» What is required: Repeat the data below word for word, everything from the line containing "point at the white interior door" down to the line containing "<point>337,209</point>", with both of those lines included.

» Material supplied:
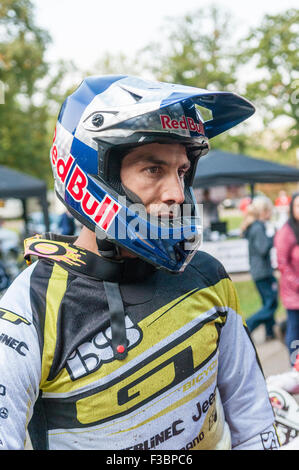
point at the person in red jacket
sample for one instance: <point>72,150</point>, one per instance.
<point>287,248</point>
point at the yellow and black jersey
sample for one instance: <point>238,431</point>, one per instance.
<point>190,378</point>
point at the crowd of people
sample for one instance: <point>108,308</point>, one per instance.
<point>286,244</point>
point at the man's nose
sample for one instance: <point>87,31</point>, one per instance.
<point>173,191</point>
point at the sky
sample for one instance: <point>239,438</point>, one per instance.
<point>83,30</point>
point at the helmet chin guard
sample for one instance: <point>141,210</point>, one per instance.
<point>105,118</point>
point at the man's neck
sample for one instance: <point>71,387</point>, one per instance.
<point>87,240</point>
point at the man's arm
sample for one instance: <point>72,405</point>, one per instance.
<point>242,386</point>
<point>20,363</point>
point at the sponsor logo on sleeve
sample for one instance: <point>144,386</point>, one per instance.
<point>269,440</point>
<point>13,343</point>
<point>12,317</point>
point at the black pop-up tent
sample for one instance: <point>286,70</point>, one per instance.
<point>219,168</point>
<point>14,184</point>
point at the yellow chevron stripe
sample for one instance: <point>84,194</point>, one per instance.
<point>55,292</point>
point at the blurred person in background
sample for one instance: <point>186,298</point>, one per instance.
<point>259,248</point>
<point>4,277</point>
<point>282,205</point>
<point>287,249</point>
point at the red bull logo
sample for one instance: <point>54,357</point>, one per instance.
<point>183,123</point>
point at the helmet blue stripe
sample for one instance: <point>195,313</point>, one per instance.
<point>72,109</point>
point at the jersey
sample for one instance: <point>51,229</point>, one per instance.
<point>190,380</point>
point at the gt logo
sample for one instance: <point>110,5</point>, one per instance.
<point>12,317</point>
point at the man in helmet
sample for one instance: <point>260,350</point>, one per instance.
<point>126,337</point>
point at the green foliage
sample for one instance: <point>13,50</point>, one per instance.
<point>272,49</point>
<point>194,55</point>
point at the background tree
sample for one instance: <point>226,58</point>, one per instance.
<point>272,50</point>
<point>24,133</point>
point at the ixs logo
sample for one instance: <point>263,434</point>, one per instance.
<point>183,123</point>
<point>12,317</point>
<point>91,355</point>
<point>101,212</point>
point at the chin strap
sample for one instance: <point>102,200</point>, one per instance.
<point>117,320</point>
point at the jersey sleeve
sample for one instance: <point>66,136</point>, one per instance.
<point>20,362</point>
<point>242,386</point>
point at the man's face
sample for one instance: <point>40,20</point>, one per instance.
<point>155,173</point>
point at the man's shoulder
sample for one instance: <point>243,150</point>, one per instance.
<point>208,267</point>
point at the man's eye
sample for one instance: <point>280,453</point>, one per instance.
<point>153,170</point>
<point>183,173</point>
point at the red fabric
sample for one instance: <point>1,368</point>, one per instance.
<point>288,264</point>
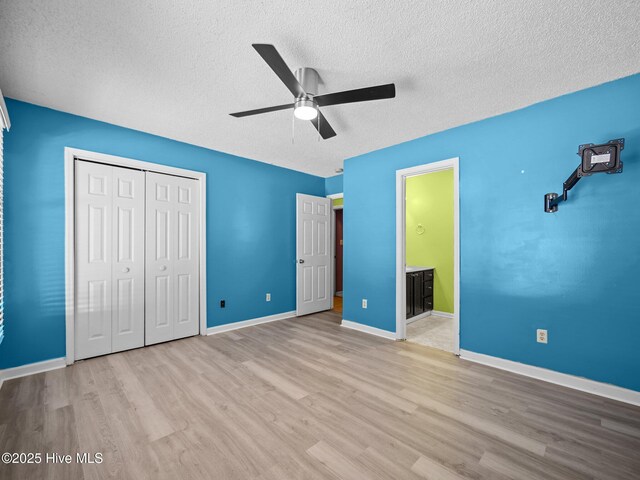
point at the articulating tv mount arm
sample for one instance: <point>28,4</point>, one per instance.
<point>604,158</point>
<point>552,200</point>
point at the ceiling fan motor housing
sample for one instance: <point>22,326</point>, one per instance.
<point>308,79</point>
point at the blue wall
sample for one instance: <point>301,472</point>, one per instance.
<point>575,272</point>
<point>250,225</point>
<point>333,185</point>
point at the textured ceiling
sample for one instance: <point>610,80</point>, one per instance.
<point>177,69</point>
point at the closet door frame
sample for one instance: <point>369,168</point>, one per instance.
<point>70,157</point>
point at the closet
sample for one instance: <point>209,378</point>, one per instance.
<point>137,258</point>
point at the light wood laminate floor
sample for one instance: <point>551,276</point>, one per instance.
<point>307,399</point>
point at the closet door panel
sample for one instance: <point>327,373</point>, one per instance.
<point>186,264</point>
<point>159,298</point>
<point>94,213</point>
<point>128,259</point>
<point>172,269</point>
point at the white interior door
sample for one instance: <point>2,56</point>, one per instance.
<point>172,258</point>
<point>313,254</point>
<point>109,259</point>
<point>127,267</point>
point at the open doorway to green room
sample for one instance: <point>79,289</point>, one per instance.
<point>427,257</point>
<point>337,209</point>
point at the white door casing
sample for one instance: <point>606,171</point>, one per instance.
<point>172,265</point>
<point>109,259</point>
<point>313,289</point>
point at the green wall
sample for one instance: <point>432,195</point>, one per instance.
<point>430,204</point>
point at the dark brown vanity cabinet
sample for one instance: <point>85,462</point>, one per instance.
<point>419,291</point>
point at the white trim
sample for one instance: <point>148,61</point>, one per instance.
<point>367,329</point>
<point>333,241</point>
<point>570,381</point>
<point>248,323</point>
<point>70,154</point>
<point>5,122</point>
<point>401,303</point>
<point>31,369</point>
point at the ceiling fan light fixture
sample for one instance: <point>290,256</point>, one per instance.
<point>305,109</point>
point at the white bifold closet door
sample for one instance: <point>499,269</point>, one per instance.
<point>109,259</point>
<point>172,257</point>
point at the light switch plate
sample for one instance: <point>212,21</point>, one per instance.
<point>542,336</point>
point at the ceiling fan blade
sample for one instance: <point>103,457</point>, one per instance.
<point>262,110</point>
<point>358,95</point>
<point>323,126</point>
<point>277,64</point>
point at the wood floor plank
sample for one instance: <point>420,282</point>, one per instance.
<point>305,398</point>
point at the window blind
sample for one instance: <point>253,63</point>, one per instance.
<point>1,234</point>
<point>5,123</point>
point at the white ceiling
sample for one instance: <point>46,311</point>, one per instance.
<point>177,69</point>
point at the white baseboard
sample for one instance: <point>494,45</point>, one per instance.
<point>31,368</point>
<point>367,329</point>
<point>247,323</point>
<point>577,383</point>
<point>442,314</point>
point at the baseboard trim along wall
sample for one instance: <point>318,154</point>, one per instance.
<point>227,327</point>
<point>31,368</point>
<point>577,383</point>
<point>367,329</point>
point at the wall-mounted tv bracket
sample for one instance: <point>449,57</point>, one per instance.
<point>603,158</point>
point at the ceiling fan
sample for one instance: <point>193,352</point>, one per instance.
<point>303,84</point>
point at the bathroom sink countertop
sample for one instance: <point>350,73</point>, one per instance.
<point>411,269</point>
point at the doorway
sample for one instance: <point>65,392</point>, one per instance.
<point>337,229</point>
<point>428,255</point>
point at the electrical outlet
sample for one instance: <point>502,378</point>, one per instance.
<point>541,336</point>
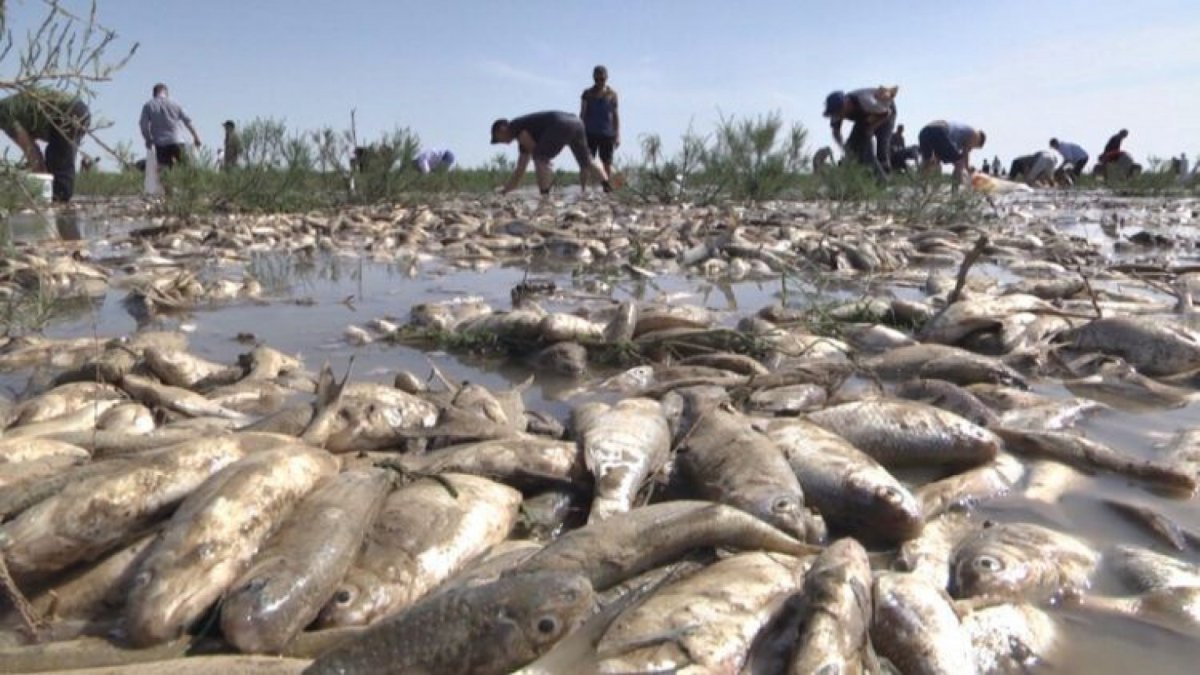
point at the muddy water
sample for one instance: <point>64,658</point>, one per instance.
<point>310,302</point>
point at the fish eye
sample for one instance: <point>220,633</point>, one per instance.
<point>889,495</point>
<point>783,505</point>
<point>988,563</point>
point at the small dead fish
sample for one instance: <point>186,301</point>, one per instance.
<point>984,482</point>
<point>1083,453</point>
<point>492,628</point>
<point>1023,561</point>
<point>725,459</point>
<point>846,487</point>
<point>213,536</point>
<point>708,619</point>
<point>1153,347</point>
<point>630,543</point>
<point>425,532</point>
<point>916,627</point>
<point>299,567</point>
<point>623,446</point>
<point>909,434</point>
<point>837,609</point>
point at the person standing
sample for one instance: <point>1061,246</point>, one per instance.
<point>874,113</point>
<point>433,160</point>
<point>55,118</point>
<point>948,143</point>
<point>541,137</point>
<point>601,119</point>
<point>161,119</point>
<point>1073,155</point>
<point>232,154</point>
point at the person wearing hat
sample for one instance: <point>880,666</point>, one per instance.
<point>874,113</point>
<point>598,107</point>
<point>949,143</point>
<point>161,119</point>
<point>541,137</point>
<point>232,147</point>
<point>55,118</point>
<point>433,160</point>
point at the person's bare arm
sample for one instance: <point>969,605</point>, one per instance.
<point>29,148</point>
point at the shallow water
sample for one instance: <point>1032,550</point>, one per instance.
<point>309,303</point>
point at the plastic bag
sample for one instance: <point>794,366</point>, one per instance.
<point>151,186</point>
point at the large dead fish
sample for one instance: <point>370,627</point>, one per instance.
<point>1023,561</point>
<point>623,444</point>
<point>846,487</point>
<point>706,622</point>
<point>491,628</point>
<point>837,611</point>
<point>725,459</point>
<point>909,434</point>
<point>214,535</point>
<point>425,532</point>
<point>299,568</point>
<point>628,544</point>
<point>115,502</point>
<point>1153,347</point>
<point>916,627</point>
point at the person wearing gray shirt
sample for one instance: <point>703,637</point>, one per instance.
<point>161,119</point>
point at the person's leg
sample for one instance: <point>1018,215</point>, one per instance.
<point>60,157</point>
<point>883,139</point>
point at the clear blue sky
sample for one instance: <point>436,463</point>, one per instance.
<point>1023,71</point>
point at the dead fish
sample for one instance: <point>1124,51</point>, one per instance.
<point>982,483</point>
<point>909,432</point>
<point>916,627</point>
<point>624,545</point>
<point>948,396</point>
<point>300,566</point>
<point>178,368</point>
<point>1021,561</point>
<point>705,622</point>
<point>846,487</point>
<point>425,532</point>
<point>492,628</point>
<point>1012,638</point>
<point>725,459</point>
<point>213,536</point>
<point>522,461</point>
<point>82,419</point>
<point>929,555</point>
<point>93,514</point>
<point>623,446</point>
<point>562,358</point>
<point>1083,453</point>
<point>1153,347</point>
<point>942,362</point>
<point>837,608</point>
<point>1143,569</point>
<point>789,400</point>
<point>177,399</point>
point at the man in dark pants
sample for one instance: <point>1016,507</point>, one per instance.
<point>161,119</point>
<point>874,113</point>
<point>598,108</point>
<point>54,117</point>
<point>541,137</point>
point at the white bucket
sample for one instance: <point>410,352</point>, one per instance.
<point>41,185</point>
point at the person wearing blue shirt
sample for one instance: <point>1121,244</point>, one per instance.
<point>601,120</point>
<point>1073,155</point>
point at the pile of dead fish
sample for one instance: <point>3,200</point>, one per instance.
<point>793,490</point>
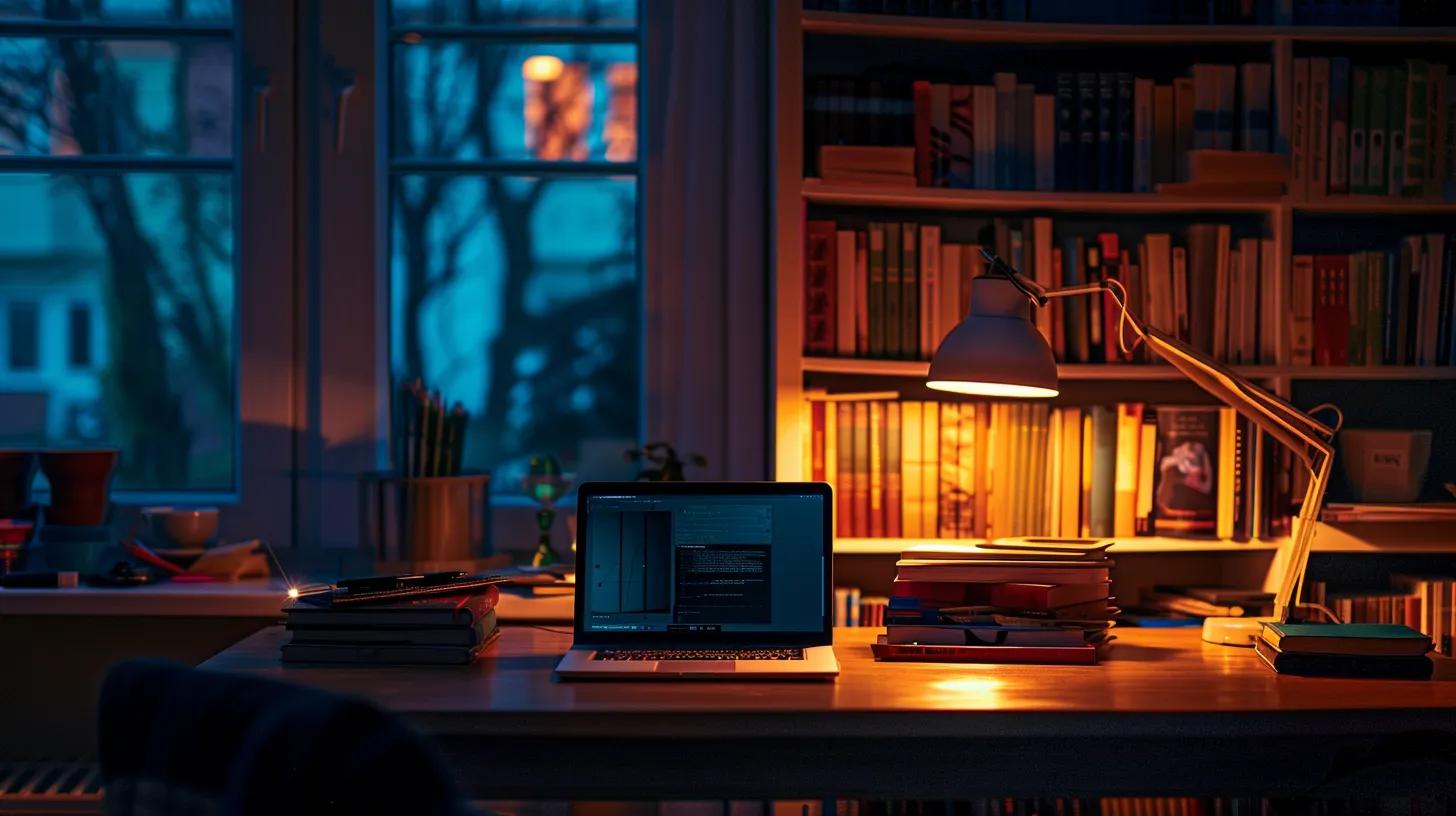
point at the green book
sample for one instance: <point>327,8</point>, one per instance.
<point>893,286</point>
<point>1359,127</point>
<point>910,293</point>
<point>1378,133</point>
<point>877,289</point>
<point>1376,640</point>
<point>1417,128</point>
<point>1395,134</point>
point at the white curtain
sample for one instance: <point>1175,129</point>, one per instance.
<point>706,258</point>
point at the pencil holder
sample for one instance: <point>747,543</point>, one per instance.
<point>425,523</point>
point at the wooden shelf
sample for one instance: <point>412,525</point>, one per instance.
<point>918,369</point>
<point>1065,201</point>
<point>999,31</point>
<point>1143,544</point>
<point>1025,200</point>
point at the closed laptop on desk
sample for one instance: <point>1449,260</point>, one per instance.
<point>715,580</point>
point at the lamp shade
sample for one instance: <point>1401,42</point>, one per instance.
<point>995,351</point>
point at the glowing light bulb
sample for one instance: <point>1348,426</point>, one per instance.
<point>542,67</point>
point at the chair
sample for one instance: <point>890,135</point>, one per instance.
<point>181,740</point>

» The result:
point at the white interior door
sample for one instance: <point>2,56</point>, one per instance.
<point>172,258</point>
<point>313,254</point>
<point>109,259</point>
<point>127,267</point>
point at the open doorway to green room
sample for one instance: <point>79,289</point>, one per instance.
<point>427,257</point>
<point>337,209</point>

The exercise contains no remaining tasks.